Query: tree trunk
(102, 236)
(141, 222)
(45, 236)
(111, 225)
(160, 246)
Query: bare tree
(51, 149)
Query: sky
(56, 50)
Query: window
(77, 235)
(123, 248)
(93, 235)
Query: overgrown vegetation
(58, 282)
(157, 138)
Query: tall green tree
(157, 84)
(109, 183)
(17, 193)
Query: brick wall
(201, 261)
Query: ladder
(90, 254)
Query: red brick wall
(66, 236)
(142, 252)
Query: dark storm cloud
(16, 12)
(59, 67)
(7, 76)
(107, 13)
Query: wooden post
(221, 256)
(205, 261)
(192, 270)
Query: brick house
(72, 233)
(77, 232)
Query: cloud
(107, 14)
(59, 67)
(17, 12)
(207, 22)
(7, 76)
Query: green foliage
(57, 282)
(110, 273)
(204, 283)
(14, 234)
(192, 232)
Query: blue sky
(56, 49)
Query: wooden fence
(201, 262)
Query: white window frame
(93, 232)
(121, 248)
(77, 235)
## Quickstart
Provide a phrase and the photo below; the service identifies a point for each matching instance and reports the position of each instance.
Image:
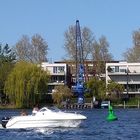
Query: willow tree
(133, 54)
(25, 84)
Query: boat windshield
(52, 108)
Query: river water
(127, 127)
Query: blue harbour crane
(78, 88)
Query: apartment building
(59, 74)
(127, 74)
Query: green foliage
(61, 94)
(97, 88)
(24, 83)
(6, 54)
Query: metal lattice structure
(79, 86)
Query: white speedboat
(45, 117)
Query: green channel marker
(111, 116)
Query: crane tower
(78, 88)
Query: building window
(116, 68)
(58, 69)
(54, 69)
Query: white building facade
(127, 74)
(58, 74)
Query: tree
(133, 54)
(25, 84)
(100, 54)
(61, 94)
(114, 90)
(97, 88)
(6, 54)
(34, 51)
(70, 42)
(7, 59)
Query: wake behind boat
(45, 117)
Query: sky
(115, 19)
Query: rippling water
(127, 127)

---

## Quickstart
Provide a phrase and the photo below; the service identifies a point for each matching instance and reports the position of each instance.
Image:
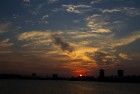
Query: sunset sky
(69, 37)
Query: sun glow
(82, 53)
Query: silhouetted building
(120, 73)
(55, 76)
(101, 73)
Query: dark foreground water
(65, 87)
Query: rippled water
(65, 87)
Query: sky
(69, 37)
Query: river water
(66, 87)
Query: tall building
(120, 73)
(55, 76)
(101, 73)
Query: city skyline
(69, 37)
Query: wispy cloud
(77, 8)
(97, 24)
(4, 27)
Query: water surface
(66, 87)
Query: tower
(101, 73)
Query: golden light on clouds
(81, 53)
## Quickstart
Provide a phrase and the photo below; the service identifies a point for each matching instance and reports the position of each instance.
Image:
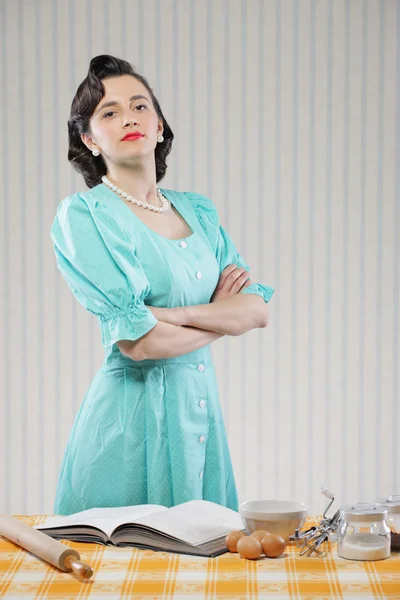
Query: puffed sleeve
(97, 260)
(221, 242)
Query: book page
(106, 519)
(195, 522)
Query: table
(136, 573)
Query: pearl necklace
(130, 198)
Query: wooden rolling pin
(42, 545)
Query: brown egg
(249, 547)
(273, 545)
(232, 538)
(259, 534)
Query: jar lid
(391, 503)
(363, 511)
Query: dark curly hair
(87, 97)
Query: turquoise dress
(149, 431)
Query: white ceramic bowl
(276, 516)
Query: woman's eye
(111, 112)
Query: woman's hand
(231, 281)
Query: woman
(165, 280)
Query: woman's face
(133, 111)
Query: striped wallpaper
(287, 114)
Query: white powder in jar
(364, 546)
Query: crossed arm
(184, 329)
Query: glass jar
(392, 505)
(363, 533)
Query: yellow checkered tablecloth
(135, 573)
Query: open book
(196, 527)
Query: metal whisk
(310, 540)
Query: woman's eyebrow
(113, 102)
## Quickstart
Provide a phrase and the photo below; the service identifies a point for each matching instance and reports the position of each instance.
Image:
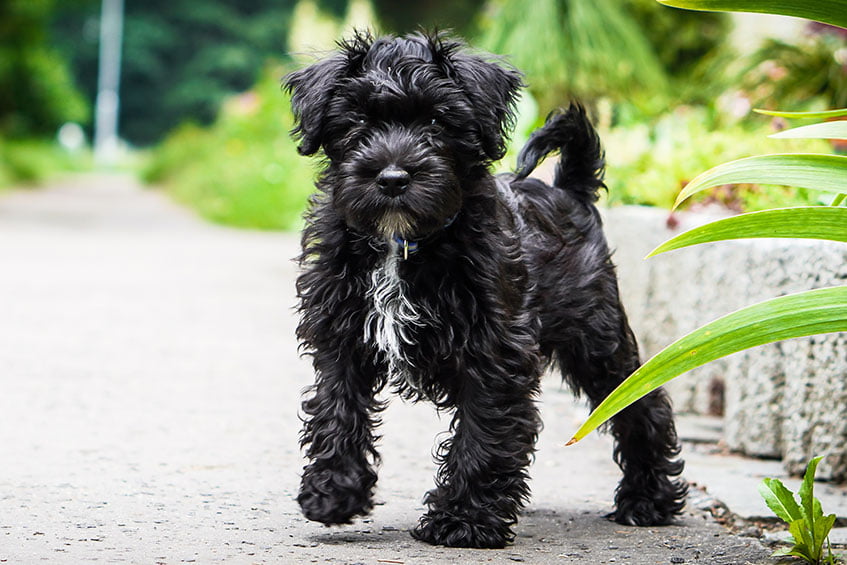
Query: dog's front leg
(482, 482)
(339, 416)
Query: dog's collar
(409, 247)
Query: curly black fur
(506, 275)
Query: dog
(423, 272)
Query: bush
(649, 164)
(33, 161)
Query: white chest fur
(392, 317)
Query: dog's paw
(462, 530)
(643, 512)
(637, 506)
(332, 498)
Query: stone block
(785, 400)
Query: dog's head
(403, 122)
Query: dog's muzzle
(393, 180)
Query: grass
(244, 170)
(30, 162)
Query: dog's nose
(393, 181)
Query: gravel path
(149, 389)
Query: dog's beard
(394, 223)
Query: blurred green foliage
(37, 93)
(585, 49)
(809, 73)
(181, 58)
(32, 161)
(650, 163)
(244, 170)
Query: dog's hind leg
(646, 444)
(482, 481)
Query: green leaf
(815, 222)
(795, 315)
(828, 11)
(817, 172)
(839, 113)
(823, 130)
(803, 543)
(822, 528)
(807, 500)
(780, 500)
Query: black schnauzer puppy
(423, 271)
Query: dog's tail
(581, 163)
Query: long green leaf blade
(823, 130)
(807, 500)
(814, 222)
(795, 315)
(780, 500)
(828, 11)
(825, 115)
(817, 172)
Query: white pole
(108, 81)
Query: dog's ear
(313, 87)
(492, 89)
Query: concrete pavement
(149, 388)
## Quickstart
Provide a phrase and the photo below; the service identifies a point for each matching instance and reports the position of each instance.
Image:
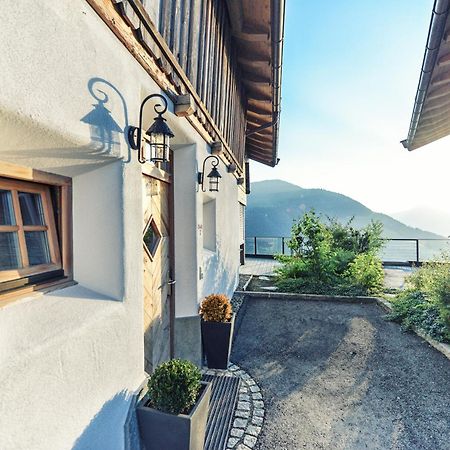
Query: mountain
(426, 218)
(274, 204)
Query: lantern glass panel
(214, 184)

---

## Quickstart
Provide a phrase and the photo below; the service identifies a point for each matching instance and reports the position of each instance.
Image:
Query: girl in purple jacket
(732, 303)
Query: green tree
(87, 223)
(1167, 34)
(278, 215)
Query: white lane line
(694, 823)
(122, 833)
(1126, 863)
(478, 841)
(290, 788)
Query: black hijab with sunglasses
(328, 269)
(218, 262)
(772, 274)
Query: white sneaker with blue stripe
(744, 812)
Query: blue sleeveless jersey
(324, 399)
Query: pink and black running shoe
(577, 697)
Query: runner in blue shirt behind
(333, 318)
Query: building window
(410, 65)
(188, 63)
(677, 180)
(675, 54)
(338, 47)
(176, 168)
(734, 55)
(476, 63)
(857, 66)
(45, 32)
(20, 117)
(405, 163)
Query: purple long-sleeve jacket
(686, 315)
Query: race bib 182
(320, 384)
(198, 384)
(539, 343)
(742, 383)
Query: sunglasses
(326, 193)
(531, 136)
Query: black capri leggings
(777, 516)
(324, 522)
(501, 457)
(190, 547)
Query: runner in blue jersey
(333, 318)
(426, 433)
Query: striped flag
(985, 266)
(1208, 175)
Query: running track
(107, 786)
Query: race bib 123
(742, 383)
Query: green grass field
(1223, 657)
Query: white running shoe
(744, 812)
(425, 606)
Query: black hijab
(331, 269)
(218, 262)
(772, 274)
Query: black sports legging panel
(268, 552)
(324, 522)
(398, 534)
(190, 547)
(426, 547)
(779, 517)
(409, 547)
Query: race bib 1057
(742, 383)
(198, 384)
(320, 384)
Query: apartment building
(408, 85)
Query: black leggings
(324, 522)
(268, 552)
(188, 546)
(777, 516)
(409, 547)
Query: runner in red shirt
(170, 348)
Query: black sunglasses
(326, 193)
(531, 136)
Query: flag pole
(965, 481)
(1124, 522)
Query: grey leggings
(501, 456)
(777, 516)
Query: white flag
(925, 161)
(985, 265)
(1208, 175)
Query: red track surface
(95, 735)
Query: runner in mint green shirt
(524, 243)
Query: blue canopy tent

▶ **Work to be completed**:
For the listing above, print only the lines starting at the line containing "Query: pink and black running shoe" and ending at the line containing "Query: blue canopy tent", exactly, both included.

▶ **Answer for the task**:
Query: pink and black running shoe
(577, 697)
Query: runner in blue shirt behind
(333, 318)
Query: building window
(410, 65)
(188, 63)
(677, 180)
(675, 54)
(338, 47)
(176, 168)
(734, 55)
(476, 63)
(857, 66)
(45, 32)
(20, 117)
(405, 163)
Query: purple long-sleeve jacket
(686, 315)
Query: race bib 182
(320, 384)
(198, 384)
(539, 343)
(742, 383)
Query: sunglasses
(326, 193)
(531, 136)
Query: black capri leggings
(777, 516)
(324, 522)
(501, 457)
(190, 547)
Query: runner in blue jersey
(333, 318)
(426, 433)
Query: striped flag
(985, 266)
(1208, 175)
Query: running track
(107, 786)
Query: race bib 123
(742, 383)
Query: green grass field
(1223, 657)
Query: white running shoe
(744, 812)
(425, 606)
Query: black hijab
(331, 269)
(218, 262)
(772, 274)
Query: black sports legging panel
(268, 552)
(324, 522)
(398, 534)
(190, 547)
(426, 547)
(779, 517)
(409, 547)
Query: race bib 1057
(742, 383)
(198, 384)
(320, 384)
Query: apartment building
(408, 85)
Query: black leggings
(324, 522)
(268, 552)
(188, 546)
(777, 516)
(409, 547)
Query: runner in red shirt
(170, 348)
Query: black sunglasses
(326, 193)
(531, 136)
Query: flag pole
(965, 481)
(1124, 522)
Query: grey leggings
(501, 456)
(777, 516)
Query: white flag
(925, 161)
(985, 265)
(1208, 175)
Query: red track surface
(95, 735)
Query: runner in mint green shirt
(524, 243)
Query: blue canopy tent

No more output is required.